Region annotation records
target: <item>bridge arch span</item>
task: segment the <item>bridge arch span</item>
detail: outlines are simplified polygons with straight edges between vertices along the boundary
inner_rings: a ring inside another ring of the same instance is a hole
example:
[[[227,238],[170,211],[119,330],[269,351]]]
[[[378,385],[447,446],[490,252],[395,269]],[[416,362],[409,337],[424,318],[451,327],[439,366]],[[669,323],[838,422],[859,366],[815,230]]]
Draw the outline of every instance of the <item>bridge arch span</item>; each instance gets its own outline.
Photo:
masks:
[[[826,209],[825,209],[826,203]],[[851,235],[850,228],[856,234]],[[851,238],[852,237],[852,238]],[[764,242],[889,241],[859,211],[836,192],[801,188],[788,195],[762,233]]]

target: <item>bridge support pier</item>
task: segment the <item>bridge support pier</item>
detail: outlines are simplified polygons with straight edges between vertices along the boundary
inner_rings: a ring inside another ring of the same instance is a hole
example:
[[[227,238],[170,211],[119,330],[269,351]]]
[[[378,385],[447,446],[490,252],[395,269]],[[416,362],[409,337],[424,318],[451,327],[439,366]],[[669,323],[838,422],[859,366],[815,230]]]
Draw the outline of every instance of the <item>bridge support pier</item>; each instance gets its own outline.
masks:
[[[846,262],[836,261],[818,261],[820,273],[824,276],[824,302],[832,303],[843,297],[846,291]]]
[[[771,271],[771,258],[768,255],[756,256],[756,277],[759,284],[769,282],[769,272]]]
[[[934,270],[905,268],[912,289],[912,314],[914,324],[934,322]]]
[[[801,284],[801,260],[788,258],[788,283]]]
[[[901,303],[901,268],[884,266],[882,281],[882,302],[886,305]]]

# [CHALLENGE]
Reproduce all of the records above verbatim, keeping every line unchanged.

# [COMPLETE ANSWER]
target: <item>bridge arch span</item>
task: segment the <item>bridge arch span</item>
detail: outlines are simplified polygons with straight edges between vertices along the boundary
inner_rings: a ring inside another ring of the same instance is a hole
example:
[[[227,238],[170,211],[119,330],[269,351]]]
[[[378,385],[447,446],[490,252],[395,269]],[[416,362],[409,337],[424,318],[451,327],[439,366]],[[669,323],[838,422],[859,366],[815,230]]]
Draw the outline of every instance of the <item>bridge arch span</item>; each instance gets its own outline.
Photo:
masks:
[[[826,209],[825,209],[826,203]],[[851,235],[850,228],[856,234]],[[851,238],[852,237],[852,238]],[[764,242],[889,241],[859,211],[836,192],[801,188],[788,195],[762,233]]]

target: <item>bridge support pier</item>
task: segment the <item>bridge support pier</item>
detail: outlines are simplified polygons with straight edges between vertices along the boundary
inner_rings: a ring inside another ring of the same instance is a hole
example:
[[[227,238],[170,211],[119,330],[269,351]]]
[[[378,385],[447,446],[490,252],[395,269]],[[416,362],[409,337],[424,318],[451,327],[439,366]],[[669,323],[838,422],[859,366],[815,230]]]
Draw the outline of every instance of the <item>bridge support pier</item>; each instance gets its own outline.
masks:
[[[846,262],[836,261],[818,261],[820,273],[824,276],[824,302],[832,303],[843,297],[846,291]]]
[[[771,271],[771,258],[768,255],[756,256],[756,277],[759,284],[769,282],[769,272]]]
[[[934,270],[905,268],[912,289],[912,314],[914,324],[934,322]]]
[[[801,284],[801,260],[788,258],[788,283]]]
[[[901,303],[901,268],[884,266],[882,281],[882,302],[886,305]]]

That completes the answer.